Written problem – Copy out the material below line for line, keeping every character, number and bracket unchanged.
* * *
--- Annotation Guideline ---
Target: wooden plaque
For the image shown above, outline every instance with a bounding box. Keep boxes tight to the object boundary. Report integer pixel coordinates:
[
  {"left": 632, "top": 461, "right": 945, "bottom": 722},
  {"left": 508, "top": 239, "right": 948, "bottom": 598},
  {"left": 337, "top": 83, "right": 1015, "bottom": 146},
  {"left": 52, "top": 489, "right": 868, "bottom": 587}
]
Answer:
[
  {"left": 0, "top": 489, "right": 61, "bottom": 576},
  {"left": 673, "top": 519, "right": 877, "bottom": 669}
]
* * *
Exercise solution –
--- Annotation Guideline ---
Target: wooden plaque
For the image shown above, outline every instance with a bounding box. Keep boxes tight to the object boundary. Report integer pixel coordinates:
[
  {"left": 632, "top": 461, "right": 945, "bottom": 722},
  {"left": 508, "top": 239, "right": 948, "bottom": 598},
  {"left": 337, "top": 83, "right": 1015, "bottom": 146},
  {"left": 52, "top": 489, "right": 868, "bottom": 587}
]
Answer:
[
  {"left": 0, "top": 489, "right": 61, "bottom": 576},
  {"left": 673, "top": 519, "right": 877, "bottom": 669}
]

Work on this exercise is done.